Find every line of the material below that contains the word "bare" and copy each of those lines out in full. Case counts.
— start —
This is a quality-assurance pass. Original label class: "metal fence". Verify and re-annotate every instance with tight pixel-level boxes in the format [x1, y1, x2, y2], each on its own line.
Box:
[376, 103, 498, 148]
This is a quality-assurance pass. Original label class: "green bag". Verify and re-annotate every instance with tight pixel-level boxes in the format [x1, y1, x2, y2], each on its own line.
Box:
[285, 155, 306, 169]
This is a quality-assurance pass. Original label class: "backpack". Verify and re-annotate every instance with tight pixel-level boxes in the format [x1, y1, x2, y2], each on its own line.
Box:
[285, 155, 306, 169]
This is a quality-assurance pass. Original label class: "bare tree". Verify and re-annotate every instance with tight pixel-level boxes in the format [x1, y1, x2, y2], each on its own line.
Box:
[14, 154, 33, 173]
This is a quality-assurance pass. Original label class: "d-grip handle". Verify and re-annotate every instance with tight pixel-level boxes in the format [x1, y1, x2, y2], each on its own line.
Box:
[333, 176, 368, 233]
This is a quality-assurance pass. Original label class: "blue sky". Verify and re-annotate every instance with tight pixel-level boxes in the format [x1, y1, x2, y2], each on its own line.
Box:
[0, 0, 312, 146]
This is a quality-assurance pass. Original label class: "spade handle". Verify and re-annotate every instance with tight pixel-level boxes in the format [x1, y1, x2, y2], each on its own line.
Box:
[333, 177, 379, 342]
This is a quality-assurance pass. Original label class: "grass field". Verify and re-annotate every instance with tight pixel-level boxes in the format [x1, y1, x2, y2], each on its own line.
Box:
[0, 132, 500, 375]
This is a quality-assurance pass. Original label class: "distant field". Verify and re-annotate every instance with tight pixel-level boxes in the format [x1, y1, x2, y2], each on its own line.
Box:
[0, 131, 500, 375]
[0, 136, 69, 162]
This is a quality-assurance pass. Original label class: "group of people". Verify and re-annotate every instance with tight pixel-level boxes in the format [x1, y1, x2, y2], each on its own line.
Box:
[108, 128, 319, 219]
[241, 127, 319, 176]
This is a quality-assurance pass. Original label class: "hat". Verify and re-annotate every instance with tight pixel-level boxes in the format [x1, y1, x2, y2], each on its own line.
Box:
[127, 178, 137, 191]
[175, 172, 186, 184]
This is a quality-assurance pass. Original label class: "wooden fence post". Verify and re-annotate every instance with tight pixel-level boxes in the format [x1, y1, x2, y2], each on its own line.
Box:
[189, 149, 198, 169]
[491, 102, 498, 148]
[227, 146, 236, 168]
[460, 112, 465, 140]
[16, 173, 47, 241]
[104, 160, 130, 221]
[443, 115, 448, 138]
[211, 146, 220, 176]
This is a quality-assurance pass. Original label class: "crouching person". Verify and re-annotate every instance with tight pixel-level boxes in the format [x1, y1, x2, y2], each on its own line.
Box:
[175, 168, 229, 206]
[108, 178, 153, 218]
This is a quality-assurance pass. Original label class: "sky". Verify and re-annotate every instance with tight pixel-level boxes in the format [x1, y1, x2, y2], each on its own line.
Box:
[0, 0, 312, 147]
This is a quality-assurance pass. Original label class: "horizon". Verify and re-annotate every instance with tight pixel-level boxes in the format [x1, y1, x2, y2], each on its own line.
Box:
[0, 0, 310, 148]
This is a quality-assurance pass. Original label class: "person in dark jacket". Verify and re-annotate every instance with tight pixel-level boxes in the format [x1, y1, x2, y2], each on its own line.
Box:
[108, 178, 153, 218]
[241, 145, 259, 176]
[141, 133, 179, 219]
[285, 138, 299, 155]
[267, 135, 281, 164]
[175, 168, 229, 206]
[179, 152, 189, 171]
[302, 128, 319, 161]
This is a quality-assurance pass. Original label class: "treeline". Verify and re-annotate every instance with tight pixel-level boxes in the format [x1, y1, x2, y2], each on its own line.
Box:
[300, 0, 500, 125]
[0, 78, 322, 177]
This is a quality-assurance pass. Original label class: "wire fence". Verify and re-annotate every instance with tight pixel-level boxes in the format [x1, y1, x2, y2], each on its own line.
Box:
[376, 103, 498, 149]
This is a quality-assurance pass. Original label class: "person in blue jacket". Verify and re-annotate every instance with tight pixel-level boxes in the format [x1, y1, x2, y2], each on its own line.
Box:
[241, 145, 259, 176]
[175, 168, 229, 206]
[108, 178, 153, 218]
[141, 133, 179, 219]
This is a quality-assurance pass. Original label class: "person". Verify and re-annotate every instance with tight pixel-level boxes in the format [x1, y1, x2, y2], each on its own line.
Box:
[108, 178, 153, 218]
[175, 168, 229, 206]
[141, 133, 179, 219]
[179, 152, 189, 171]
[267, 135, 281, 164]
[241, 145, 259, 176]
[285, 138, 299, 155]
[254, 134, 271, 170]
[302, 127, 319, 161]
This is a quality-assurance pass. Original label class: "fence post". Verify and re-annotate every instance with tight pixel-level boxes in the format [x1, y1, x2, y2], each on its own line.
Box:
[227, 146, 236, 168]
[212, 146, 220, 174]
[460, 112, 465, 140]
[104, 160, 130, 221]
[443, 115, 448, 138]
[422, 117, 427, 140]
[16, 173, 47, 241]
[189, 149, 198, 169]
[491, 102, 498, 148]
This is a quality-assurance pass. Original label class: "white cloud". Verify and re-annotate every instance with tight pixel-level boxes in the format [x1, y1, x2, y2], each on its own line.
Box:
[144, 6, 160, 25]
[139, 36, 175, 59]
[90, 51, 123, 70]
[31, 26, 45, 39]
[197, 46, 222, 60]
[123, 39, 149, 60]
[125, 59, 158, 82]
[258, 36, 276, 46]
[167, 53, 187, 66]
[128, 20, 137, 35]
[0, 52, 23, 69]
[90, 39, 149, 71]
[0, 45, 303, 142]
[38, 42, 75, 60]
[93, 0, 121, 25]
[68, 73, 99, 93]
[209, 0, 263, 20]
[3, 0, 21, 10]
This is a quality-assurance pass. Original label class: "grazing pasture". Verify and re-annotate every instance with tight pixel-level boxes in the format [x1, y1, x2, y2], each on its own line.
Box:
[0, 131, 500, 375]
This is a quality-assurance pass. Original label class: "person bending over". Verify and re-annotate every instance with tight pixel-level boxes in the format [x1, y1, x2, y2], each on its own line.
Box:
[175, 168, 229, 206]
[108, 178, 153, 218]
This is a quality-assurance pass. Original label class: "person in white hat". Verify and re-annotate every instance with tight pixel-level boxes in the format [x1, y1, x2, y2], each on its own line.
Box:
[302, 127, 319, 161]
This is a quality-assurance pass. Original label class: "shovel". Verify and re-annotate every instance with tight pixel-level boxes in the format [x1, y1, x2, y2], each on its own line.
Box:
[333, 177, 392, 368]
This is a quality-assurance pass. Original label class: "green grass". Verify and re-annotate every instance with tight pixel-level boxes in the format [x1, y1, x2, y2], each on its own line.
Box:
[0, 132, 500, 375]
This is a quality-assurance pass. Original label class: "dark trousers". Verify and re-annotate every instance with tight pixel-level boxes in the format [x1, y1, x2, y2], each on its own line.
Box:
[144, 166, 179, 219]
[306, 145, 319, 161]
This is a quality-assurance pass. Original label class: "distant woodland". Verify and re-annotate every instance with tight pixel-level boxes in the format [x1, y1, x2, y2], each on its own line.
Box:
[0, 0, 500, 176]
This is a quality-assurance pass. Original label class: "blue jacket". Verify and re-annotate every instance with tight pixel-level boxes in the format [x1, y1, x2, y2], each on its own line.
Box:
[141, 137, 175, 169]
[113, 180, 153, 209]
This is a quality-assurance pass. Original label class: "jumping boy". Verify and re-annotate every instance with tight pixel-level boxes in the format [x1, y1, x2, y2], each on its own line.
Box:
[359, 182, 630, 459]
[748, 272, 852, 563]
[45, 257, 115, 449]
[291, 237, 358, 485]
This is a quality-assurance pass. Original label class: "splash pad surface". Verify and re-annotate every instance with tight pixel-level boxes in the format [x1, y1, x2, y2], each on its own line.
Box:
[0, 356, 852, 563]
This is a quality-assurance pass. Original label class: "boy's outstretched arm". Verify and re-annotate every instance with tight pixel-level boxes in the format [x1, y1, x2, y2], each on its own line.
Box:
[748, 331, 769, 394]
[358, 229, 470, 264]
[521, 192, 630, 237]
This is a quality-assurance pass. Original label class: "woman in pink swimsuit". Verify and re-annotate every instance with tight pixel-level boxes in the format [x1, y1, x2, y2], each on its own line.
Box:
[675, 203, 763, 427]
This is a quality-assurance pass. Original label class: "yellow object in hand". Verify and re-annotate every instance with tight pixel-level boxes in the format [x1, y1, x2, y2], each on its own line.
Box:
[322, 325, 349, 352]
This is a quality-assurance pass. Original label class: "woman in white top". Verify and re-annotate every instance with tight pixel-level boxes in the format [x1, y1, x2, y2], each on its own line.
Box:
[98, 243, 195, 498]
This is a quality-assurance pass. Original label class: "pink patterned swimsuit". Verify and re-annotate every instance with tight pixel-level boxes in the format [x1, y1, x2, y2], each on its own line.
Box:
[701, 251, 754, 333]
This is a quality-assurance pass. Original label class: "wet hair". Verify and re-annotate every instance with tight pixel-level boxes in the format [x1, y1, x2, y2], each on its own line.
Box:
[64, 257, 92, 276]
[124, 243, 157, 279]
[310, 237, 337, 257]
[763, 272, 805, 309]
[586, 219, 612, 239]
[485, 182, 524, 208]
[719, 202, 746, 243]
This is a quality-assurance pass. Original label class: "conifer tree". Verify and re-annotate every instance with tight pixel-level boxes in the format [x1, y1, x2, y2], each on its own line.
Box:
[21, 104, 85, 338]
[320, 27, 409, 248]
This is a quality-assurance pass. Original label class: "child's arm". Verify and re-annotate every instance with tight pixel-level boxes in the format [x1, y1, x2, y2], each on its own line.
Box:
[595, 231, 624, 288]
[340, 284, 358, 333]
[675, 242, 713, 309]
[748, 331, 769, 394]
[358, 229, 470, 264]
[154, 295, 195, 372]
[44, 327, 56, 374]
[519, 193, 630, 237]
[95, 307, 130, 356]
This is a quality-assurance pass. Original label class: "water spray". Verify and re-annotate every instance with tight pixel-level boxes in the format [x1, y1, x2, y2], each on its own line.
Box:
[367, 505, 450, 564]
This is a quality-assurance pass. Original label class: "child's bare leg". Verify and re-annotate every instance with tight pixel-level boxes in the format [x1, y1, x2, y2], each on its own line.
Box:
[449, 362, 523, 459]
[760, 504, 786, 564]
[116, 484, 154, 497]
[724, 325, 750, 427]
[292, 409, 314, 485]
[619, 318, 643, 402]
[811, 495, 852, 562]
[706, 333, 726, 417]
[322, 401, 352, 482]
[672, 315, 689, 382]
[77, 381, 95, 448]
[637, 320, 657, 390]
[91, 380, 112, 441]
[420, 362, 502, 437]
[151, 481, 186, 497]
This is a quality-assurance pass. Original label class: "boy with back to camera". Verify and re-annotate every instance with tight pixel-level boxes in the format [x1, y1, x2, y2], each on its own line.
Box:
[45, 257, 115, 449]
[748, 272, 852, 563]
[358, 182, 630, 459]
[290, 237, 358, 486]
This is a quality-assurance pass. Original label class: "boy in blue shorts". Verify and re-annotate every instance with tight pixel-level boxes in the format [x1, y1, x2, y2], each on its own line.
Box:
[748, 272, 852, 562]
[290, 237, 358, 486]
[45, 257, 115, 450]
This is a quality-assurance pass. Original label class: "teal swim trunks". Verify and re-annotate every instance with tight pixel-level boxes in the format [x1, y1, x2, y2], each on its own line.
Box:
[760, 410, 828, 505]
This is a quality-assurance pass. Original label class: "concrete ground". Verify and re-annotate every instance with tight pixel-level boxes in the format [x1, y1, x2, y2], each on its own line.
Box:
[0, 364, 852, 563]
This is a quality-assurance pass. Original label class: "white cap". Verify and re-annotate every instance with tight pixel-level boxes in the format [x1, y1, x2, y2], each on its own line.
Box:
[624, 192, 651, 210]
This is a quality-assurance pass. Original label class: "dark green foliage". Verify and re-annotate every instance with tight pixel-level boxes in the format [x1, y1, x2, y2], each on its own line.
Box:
— end —
> [REPLY TO THE EXERCISE]
This is a quality-assurance pass. Original label class: "bare tree". Verify and re-annotate every instance with tight pixel-level boxes in the format [x1, y1, x2, y2], each on its own line.
This is a quality-assurance pass. Original label class: "child's bare leg". Verify and re-annotate every instance with tight pixel-level boxes in the format [x1, y1, x2, y2], each on its own line.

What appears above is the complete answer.